SET TASK =>
In the bike forum thread, during which years did MrColumbia work at the Columbia factory?

SOURCE EXCERPT =>
:::::

Edward Colman, A.S.C. was my grandfather....! He was nominated for two Academy Awards, Love Bug and Mary Poppins....



classicfan1 said:


> Its funny how people used to think like that - oh wait! They still do! "Aw these modern pieces of crap will NEVER be collectible, they don't make 'em like they used too!" People have said it for years and as time passed, the generation that grew up with the "junk" wants it back and will pay anything tog et them back. The now highly collectible Schwinn Stingray and Huffy Rail for example, just two well known examples out of a sea of muscle bikes that were butchered up for early BMX, then thrown over a cliff or sold for scrap. For cars, one old guy once told me "Cars like the '57 Chevy NEVER lost it!"....BS! Why then are they so rare and valuable? Because they were driven and treated like a typical car for 20 years, just have a look at this demolition derby footage from the classic 1969 movie "The Love Bug"
> 
> [video=youtube;kj7ijvzDKwg]http://www.youtube.com/watch?v=kj7ijvzDKwg[/video]


----------



## Larmo63 (Jun 25, 2013)

I also agree with you Darcie. These are very well made bikes. Indestructible, and someday they, and other Schwinns from this time period will be even more collectible. Uber-collectible, in fact.



Nickinator said:


> Sped Man said:
> 
> 
> > The Schwinn Breeze. For some reason, I don't understand owners of these bikes typically want $300 for these bikes. Why is a mystery to me. At the last bike show I went to I was quoted that exact among for one similar to this. Go figure. I guess they figure any Schwinn is worth a small fortune no matter how ugly it is QUOTE]
> ...


----------



## cyclingday (Jun 25, 2013)

Larmo63 said:


> Edward Colman, A.S.C. was my grandfather....! He was nominated for two Academy Awards, Love Bug and Mary Poppins....




Funny!
 I watched the trailer, and near the end of the credits is Second Unit Director, Arthur J. Vitarelli.
He taught Audio Visual at my High School.
I knew, he had done some studio work for Walt Disney, but I never knew which pictures he worked on.


----------



## MrColumbia (Jun 25, 2013)

"About Department Store bikes I guess you think the same way about the 70's & 80's Columbia bikes because I know they were sold in places like Sears as well."



I absolutely do think that. I worked at the Columbia factory from 1979 to 1983 and can categorically say everything we made was nonfuture-collectable quality, poorly made bikes. They served their purpose as disposable bicycles. Did they function as bicycles?...yes. Did they look sharp?...sure, there were many good looking designs. Were they affordable and a good value?...yes. Were they decent and reasonable transportation?...yes. Were they built to last?....*NO!* 

Some examples of what the quality decline in the bicycle industry was by the 70's;

Thin chrome plating that no longer had the important copper 1st layer, this results in premature rusting.
Stamped rather than forged parts such as the gooseneck.
Rough finishes on parts such as cranks that used to be highly polished.
Poor attention to detail in things like leaving the rough butt welds visible on rims.
Stickers replacing stenciling, silk-screening and pin striping.

:::::

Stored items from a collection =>
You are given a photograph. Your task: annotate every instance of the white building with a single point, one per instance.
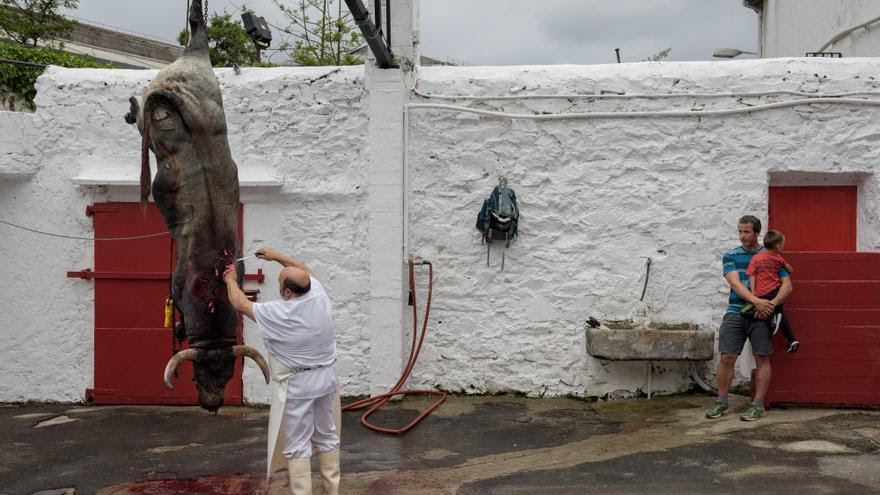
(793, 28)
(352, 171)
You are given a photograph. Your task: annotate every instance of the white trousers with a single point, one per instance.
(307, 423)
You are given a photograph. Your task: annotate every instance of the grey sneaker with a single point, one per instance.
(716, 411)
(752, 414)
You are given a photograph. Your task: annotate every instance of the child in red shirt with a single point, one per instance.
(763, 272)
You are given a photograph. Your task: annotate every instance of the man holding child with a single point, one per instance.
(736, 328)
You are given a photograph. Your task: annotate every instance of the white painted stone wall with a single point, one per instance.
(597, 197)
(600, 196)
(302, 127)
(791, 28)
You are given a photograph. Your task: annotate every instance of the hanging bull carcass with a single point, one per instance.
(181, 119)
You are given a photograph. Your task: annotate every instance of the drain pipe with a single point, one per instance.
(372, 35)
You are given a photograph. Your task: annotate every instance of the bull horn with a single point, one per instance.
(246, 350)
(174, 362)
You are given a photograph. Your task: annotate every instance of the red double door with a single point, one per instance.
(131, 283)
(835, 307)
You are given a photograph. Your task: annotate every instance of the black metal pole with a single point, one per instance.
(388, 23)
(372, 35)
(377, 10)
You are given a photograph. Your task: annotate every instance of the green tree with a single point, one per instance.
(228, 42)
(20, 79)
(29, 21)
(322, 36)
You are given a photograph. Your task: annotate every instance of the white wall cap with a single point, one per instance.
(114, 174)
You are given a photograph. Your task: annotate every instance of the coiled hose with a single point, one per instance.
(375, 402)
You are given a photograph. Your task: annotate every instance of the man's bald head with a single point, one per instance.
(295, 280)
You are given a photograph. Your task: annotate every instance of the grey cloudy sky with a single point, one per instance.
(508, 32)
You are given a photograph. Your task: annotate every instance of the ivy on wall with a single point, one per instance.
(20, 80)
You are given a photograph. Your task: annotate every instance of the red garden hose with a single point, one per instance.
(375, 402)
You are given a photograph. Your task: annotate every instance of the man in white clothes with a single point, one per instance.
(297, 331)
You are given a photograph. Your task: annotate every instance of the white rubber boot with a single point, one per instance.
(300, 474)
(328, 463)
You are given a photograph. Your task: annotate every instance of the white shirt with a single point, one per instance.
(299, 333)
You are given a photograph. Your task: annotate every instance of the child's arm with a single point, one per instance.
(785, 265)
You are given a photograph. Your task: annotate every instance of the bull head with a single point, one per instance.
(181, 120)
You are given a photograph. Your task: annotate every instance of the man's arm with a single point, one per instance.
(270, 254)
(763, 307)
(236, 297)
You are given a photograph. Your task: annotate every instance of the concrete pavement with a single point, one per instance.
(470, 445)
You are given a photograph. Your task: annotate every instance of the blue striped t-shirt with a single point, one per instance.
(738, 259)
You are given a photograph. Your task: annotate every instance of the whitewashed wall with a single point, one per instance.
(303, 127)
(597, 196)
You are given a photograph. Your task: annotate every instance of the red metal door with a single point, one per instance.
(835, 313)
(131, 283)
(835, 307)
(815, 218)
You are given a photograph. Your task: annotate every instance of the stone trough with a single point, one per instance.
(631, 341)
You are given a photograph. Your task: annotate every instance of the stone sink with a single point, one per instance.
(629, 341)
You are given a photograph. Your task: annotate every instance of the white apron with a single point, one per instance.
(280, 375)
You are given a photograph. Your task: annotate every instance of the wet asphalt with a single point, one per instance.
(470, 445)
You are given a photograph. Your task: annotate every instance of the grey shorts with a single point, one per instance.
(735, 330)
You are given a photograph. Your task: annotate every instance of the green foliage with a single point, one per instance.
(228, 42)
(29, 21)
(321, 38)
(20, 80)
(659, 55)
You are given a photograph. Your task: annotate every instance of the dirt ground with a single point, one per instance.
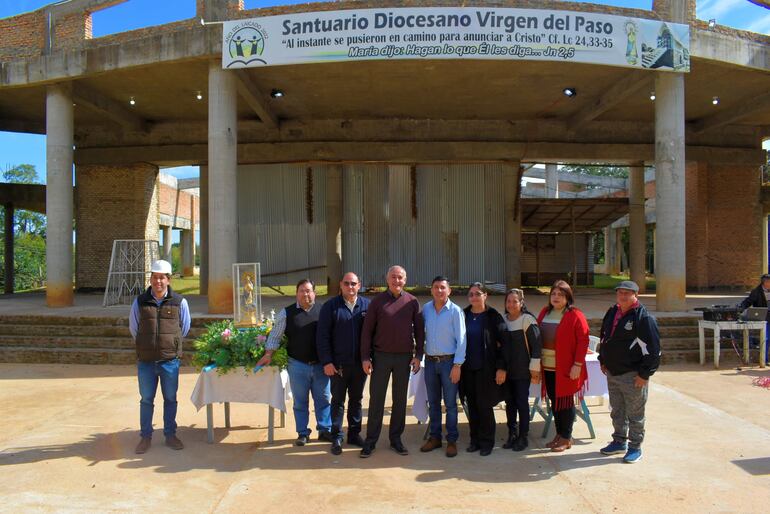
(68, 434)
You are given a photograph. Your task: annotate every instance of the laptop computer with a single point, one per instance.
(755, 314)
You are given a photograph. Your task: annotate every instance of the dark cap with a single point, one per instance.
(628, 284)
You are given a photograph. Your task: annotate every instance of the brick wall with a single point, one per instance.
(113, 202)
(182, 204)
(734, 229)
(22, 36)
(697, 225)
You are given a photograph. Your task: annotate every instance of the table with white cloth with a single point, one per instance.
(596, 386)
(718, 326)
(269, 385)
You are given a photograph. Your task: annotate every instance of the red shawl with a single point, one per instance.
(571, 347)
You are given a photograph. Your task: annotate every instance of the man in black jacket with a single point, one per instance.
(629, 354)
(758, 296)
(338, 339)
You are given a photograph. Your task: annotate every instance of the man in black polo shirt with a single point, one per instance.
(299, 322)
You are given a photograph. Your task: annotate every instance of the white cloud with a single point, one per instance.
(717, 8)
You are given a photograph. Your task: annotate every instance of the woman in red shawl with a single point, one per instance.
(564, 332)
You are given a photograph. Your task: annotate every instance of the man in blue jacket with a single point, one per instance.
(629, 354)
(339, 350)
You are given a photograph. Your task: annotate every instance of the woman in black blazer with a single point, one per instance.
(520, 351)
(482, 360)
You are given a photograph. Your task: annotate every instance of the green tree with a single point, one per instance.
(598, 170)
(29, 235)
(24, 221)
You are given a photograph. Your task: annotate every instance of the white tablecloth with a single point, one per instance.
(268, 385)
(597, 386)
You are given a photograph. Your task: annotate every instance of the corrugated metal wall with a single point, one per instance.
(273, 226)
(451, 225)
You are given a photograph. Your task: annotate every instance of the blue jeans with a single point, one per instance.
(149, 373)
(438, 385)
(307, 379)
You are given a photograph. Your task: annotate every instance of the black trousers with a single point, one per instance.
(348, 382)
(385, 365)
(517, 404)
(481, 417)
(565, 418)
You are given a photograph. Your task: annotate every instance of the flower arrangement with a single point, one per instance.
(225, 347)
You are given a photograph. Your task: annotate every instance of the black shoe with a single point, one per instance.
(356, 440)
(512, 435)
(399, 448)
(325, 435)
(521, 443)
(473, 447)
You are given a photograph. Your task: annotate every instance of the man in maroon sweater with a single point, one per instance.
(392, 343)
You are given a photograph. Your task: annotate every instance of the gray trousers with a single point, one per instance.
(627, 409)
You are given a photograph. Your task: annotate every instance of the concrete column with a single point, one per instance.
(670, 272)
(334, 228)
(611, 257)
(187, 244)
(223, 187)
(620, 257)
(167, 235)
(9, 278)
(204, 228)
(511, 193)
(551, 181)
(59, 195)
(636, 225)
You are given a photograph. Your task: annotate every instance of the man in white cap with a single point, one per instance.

:::::

ANSWER TO THE TASK =>
From 1979 to 1983.